_Labeling and segmentation records_:
....
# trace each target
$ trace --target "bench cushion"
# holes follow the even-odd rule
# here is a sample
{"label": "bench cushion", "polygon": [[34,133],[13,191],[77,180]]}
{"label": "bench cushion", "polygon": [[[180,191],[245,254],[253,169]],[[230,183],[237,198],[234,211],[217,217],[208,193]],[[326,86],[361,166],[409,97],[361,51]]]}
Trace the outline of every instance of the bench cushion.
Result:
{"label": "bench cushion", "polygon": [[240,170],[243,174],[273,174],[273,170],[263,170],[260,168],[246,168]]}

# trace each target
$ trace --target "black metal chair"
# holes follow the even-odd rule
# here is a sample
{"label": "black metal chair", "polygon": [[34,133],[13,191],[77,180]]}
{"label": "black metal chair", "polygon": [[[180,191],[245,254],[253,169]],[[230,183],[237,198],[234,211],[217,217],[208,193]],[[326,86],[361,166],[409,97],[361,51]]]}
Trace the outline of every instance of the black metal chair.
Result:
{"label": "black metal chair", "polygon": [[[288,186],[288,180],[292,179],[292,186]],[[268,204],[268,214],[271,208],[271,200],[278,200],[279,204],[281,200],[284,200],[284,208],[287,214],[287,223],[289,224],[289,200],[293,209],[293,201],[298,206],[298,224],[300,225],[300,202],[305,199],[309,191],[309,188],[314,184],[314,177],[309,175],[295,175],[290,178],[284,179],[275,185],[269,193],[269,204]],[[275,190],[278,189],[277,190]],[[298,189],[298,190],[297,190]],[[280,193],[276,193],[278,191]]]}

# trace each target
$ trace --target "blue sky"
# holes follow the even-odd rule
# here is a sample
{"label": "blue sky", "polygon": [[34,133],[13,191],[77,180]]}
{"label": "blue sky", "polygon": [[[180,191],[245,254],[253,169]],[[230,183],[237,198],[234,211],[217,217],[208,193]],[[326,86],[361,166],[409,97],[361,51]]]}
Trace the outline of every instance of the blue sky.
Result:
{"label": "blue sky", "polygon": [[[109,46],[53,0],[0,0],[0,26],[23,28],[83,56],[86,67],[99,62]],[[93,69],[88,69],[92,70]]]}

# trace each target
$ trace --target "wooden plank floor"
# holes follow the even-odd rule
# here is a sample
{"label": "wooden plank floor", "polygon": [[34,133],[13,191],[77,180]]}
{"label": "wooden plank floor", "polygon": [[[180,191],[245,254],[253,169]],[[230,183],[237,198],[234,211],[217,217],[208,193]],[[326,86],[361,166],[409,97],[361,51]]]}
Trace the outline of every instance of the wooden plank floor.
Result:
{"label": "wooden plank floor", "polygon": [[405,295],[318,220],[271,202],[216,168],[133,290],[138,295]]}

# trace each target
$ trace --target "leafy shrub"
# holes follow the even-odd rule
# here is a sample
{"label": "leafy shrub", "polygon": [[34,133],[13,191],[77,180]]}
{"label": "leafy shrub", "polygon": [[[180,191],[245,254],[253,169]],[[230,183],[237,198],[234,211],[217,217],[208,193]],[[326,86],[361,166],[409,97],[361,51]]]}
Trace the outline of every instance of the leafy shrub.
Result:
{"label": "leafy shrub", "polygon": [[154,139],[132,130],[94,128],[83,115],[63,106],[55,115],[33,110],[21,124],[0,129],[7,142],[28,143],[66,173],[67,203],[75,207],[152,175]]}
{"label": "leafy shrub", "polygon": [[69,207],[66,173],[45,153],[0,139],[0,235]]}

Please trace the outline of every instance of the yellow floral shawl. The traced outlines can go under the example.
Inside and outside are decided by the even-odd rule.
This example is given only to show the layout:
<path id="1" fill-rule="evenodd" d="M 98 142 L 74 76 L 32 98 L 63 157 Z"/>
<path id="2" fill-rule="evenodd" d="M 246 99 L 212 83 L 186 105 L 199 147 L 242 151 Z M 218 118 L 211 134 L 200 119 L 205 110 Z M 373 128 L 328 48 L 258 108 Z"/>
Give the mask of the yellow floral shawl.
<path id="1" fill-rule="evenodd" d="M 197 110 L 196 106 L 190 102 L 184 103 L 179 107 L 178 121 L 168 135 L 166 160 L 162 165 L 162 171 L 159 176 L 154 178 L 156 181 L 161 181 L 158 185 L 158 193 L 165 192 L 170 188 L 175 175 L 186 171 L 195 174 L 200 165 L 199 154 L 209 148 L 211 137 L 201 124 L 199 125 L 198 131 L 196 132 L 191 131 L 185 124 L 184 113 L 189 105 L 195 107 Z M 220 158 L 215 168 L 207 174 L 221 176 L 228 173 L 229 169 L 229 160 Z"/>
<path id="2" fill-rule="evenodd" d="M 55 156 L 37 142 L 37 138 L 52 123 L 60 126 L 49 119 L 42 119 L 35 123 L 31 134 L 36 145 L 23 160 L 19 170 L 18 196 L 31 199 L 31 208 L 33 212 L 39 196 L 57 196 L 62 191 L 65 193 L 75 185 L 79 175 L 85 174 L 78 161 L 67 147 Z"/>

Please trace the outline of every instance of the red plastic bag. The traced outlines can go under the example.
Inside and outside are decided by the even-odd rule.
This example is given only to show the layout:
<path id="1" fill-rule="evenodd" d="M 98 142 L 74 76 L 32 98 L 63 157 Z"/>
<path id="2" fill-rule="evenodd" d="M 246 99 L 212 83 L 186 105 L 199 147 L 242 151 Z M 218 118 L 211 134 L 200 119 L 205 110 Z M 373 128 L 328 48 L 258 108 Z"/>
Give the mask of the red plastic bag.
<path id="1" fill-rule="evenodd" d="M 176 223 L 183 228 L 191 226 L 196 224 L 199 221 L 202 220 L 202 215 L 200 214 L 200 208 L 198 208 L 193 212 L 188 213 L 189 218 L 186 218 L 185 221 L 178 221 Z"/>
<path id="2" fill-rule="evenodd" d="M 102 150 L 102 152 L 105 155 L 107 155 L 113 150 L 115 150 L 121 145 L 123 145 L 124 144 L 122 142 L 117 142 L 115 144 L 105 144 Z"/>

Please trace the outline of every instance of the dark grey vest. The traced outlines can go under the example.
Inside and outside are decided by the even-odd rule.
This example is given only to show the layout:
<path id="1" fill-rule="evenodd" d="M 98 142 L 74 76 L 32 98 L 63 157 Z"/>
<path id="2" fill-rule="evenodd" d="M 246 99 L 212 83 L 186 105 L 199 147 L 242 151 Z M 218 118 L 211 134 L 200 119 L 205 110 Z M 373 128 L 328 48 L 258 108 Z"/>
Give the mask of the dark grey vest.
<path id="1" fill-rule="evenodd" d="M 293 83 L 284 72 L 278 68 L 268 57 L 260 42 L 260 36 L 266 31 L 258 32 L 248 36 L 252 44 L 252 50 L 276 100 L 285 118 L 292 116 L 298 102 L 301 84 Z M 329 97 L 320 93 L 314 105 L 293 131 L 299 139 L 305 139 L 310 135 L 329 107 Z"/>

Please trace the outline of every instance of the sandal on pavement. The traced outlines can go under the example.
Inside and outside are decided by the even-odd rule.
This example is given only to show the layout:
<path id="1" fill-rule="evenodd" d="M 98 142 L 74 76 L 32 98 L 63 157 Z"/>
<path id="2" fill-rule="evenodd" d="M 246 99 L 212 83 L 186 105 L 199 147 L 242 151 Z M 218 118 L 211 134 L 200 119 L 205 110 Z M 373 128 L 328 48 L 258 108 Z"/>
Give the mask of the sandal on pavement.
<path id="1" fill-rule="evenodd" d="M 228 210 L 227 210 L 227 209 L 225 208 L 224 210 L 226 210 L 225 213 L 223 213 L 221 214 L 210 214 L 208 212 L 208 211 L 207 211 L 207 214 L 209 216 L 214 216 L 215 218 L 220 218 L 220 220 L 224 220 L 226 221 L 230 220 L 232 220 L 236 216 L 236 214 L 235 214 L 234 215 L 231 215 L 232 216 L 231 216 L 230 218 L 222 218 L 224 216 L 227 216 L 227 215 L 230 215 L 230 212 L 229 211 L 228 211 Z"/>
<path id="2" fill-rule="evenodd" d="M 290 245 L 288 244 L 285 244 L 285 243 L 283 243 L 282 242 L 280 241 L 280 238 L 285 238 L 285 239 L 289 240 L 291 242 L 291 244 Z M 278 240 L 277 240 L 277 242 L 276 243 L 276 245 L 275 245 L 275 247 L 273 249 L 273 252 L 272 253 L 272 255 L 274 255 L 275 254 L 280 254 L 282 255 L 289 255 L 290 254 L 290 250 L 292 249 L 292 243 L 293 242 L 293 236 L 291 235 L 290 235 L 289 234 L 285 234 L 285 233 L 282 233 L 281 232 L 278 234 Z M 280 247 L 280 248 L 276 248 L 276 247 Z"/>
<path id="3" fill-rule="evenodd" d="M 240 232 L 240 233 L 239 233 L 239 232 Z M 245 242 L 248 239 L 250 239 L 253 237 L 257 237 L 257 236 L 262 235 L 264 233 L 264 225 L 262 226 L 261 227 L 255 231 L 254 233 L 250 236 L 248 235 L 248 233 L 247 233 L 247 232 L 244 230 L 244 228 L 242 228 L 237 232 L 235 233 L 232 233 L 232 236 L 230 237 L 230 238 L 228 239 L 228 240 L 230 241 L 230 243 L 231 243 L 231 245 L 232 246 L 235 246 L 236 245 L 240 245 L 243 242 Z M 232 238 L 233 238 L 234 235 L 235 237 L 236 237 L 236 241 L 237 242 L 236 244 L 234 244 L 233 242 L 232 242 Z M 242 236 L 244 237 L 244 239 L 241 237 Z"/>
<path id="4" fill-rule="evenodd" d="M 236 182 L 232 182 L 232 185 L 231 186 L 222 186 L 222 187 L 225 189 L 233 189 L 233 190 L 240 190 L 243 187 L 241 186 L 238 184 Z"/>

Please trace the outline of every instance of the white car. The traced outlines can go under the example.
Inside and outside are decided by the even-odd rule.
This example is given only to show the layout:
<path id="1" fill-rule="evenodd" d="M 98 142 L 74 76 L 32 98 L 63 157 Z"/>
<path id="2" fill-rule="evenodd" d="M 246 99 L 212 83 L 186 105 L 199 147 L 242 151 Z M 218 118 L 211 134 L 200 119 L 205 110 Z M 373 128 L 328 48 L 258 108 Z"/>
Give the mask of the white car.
....
_EXERCISE_: Please update the lines starting at the one containing "Please trace the outline of every instance of the dark" and ending at the one containing "Give the mask of the dark grey vest." so that "dark grey vest" becomes "navy blue vest", with everything else unchanged. Return only those lines.

_FULL RESPONSE_:
Please trace the outline of every instance of the navy blue vest. The traced outlines can go under the example.
Inside and outside are decided by the even-odd rule.
This example is given only to show the layout:
<path id="1" fill-rule="evenodd" d="M 98 142 L 74 76 L 32 98 L 63 157 Z"/>
<path id="2" fill-rule="evenodd" d="M 246 99 L 212 83 L 186 105 L 199 147 L 242 151 Z M 218 118 L 211 134 L 200 119 L 205 110 Z M 373 128 L 328 48 L 258 108 Z"/>
Give the mask of the navy blue vest.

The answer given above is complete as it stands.